◆ **EXERCISE DESCRIPTION**: Where the records below show a line containing "In the photo above, where can the overhanging", start copying; end with the line containing "In the photo above, where can the wooden deck", and copy it too.

(Region pointing data)
•••
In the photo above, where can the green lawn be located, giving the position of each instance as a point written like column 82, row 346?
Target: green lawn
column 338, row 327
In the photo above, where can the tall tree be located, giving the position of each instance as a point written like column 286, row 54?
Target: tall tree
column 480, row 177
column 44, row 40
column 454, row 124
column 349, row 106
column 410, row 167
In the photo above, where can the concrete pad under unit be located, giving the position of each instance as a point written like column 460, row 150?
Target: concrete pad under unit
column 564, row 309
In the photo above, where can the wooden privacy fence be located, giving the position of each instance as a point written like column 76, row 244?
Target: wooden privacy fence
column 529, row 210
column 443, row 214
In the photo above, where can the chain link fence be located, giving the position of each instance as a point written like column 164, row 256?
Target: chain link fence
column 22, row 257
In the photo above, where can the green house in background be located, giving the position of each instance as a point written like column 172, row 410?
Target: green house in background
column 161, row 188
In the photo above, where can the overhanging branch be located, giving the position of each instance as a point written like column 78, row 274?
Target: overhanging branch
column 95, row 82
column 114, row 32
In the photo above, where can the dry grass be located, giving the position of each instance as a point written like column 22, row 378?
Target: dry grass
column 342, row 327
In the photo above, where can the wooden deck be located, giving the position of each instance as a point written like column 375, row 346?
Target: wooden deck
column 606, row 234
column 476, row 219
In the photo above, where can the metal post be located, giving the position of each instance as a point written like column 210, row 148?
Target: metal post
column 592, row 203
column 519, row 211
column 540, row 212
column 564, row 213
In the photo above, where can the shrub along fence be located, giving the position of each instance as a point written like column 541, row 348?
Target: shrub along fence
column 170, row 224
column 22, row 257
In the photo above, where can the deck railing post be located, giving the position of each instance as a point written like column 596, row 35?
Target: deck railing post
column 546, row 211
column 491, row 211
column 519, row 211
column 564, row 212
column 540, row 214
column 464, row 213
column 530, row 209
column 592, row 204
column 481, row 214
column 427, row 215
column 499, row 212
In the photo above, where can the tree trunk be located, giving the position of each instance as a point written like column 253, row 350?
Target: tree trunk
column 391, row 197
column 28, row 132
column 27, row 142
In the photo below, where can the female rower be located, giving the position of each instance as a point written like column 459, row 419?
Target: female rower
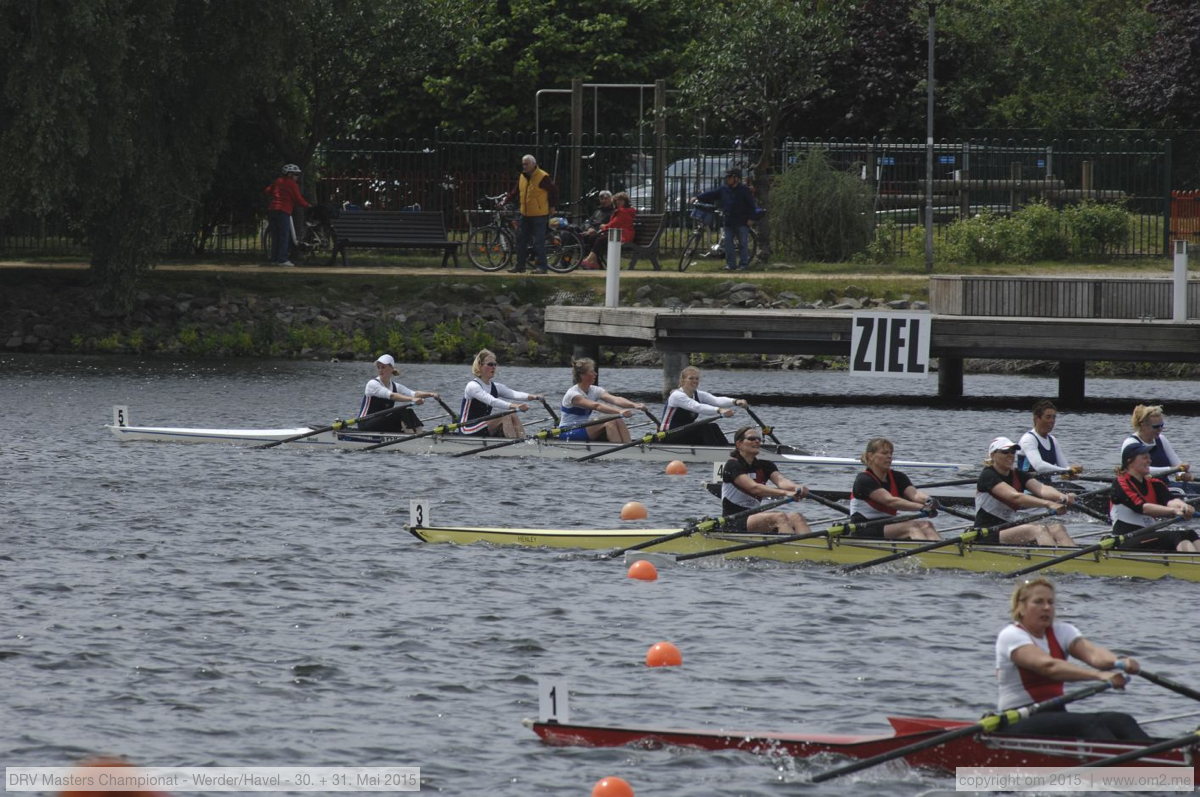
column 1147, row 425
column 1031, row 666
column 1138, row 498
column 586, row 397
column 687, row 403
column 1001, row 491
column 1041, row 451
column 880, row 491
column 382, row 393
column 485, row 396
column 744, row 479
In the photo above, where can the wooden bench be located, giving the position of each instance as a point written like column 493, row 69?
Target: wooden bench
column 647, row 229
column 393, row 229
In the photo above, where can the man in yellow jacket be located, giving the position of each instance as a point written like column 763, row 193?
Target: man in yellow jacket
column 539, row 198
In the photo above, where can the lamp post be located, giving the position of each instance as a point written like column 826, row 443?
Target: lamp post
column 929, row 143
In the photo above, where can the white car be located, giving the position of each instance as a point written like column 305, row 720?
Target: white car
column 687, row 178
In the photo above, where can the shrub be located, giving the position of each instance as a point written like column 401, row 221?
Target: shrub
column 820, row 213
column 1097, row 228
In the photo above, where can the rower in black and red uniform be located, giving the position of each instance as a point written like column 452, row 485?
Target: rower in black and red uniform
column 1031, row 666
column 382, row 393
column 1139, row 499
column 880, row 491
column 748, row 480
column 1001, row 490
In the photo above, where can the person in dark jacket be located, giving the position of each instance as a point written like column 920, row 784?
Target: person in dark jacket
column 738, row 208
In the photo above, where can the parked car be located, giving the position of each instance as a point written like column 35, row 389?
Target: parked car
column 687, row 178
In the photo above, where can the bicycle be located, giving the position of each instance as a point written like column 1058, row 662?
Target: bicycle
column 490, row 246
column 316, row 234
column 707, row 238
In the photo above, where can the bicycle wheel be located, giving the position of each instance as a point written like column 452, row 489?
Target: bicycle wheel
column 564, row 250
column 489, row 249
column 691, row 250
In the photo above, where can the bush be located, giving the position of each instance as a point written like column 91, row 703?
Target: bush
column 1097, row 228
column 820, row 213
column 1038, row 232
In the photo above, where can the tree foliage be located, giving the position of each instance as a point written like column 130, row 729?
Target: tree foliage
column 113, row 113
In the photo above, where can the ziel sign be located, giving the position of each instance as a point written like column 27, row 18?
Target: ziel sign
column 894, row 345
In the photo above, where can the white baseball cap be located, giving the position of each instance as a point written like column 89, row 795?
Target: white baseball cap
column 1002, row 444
•••
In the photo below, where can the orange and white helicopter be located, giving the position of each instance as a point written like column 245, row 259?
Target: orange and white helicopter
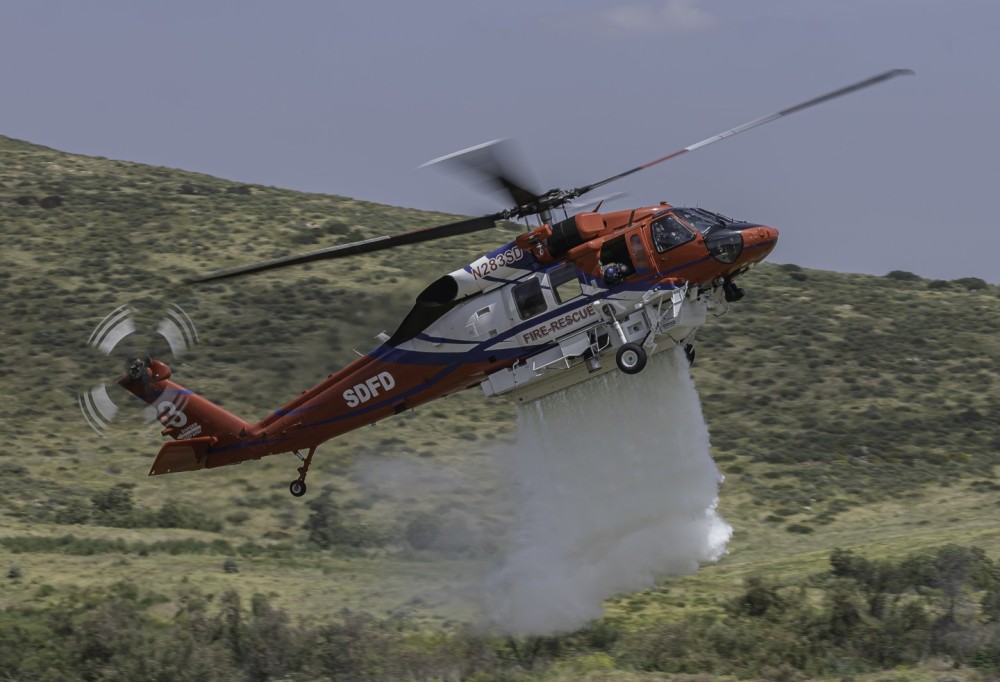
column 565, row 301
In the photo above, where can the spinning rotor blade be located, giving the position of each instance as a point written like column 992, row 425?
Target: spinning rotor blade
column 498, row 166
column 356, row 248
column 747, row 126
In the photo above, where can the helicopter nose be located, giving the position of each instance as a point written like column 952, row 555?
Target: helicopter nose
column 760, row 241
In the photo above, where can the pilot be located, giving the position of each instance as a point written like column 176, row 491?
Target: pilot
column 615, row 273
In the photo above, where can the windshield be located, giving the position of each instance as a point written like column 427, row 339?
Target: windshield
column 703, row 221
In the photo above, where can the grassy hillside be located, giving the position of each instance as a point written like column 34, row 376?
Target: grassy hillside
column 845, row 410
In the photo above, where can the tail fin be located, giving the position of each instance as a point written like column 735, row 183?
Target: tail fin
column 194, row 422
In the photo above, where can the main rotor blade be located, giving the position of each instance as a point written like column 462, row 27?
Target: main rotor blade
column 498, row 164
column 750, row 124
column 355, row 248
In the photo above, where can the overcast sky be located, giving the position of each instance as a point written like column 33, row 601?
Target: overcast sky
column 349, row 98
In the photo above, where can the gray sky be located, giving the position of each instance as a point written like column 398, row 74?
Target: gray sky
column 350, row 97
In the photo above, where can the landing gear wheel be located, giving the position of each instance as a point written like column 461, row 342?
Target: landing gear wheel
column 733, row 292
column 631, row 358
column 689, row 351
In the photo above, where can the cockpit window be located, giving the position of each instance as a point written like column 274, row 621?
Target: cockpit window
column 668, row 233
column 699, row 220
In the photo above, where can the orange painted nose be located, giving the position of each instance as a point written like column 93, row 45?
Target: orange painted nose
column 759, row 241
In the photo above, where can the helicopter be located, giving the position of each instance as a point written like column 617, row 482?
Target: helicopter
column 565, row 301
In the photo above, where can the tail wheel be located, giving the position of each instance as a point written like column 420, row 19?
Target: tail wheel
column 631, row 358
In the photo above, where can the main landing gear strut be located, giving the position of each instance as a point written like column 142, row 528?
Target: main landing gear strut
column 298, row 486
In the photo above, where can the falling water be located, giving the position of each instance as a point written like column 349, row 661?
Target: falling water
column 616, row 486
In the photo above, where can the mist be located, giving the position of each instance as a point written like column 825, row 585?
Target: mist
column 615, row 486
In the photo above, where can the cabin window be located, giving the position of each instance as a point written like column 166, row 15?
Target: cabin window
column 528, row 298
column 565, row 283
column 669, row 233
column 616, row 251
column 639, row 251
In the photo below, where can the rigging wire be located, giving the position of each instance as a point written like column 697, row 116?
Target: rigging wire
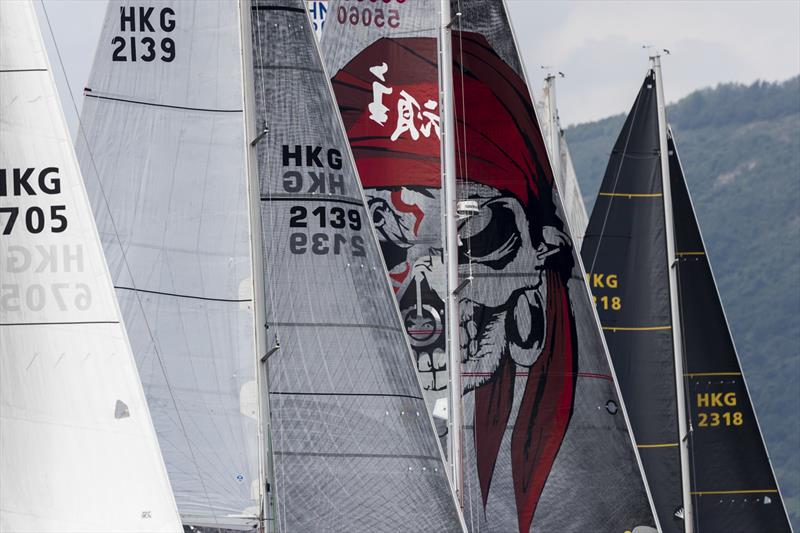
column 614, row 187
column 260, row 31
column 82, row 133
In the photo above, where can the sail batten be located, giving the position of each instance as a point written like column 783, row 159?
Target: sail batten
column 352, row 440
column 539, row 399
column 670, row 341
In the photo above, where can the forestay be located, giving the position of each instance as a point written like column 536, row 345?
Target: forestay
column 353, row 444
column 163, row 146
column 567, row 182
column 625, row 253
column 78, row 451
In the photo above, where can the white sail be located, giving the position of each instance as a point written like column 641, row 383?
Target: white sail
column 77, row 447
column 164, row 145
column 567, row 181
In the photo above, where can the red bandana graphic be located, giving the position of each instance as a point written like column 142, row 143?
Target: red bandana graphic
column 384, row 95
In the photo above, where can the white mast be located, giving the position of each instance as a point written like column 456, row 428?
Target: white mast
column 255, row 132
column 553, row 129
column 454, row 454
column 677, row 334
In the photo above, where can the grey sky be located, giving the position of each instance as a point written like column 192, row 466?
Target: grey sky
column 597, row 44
•••
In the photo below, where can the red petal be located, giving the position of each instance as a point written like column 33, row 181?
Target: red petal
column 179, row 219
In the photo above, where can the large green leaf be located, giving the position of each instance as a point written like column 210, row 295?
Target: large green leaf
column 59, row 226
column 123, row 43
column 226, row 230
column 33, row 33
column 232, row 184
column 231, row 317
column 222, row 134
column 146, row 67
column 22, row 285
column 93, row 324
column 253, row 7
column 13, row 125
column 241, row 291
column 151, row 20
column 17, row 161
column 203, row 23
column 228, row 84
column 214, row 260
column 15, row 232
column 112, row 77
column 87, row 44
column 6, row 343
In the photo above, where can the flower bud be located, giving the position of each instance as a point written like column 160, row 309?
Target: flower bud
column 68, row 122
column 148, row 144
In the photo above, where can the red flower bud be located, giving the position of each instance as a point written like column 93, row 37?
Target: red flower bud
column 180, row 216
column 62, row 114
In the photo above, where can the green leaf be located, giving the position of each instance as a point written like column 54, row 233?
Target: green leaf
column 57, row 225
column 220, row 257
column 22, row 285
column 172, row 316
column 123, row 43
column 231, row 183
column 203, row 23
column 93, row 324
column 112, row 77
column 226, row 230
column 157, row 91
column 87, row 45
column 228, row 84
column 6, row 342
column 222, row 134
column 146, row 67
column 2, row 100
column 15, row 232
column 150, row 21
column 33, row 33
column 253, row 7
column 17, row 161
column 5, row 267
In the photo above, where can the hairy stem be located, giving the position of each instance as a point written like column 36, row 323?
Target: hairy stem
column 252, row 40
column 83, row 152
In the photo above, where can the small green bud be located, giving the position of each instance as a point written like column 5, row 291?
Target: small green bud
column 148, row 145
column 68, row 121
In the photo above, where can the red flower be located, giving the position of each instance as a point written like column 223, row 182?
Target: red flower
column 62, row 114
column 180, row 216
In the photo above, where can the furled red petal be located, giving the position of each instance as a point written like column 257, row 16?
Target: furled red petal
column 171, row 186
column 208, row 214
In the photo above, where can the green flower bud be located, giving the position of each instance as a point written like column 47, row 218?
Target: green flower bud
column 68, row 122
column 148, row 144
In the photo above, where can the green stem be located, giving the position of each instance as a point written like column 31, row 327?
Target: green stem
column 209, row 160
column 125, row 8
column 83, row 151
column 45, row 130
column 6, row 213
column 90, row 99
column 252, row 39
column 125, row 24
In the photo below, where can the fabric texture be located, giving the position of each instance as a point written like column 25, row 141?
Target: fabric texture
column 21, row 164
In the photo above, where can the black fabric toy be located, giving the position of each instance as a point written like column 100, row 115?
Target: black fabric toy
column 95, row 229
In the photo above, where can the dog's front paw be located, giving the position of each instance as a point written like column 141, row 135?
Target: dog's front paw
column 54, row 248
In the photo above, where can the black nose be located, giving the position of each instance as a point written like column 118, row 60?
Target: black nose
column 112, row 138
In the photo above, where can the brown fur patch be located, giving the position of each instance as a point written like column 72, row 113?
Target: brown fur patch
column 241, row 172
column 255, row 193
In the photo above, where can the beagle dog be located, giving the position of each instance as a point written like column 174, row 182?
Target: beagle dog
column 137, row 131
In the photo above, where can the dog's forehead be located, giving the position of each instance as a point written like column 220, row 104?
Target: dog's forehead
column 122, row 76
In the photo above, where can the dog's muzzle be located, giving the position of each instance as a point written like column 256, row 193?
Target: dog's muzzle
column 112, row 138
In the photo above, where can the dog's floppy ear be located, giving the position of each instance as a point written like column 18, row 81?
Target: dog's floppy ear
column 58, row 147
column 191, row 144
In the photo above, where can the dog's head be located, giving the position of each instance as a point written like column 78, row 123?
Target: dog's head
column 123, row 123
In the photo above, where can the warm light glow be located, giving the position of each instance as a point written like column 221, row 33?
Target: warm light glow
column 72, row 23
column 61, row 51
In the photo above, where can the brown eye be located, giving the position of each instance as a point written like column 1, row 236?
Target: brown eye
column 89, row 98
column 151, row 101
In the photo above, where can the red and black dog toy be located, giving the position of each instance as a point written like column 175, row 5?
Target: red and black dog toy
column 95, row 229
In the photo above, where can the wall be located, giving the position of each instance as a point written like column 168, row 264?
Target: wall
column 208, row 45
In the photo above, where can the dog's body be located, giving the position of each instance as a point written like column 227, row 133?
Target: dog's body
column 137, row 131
•••
◆ **PROBLEM SOLUTION**:
In the photo above, where can the overhanging branch be located, giving the position of each instance as a point written like column 78, row 274?
Target: overhanging branch
column 95, row 82
column 114, row 32
In the photo above, where can the dry grass be located, giving the position of each instance as a point written like column 22, row 378?
Target: dry grass
column 342, row 327
In the photo above, where can the wooden deck be located, giving the position of each instance as a point written like column 375, row 346?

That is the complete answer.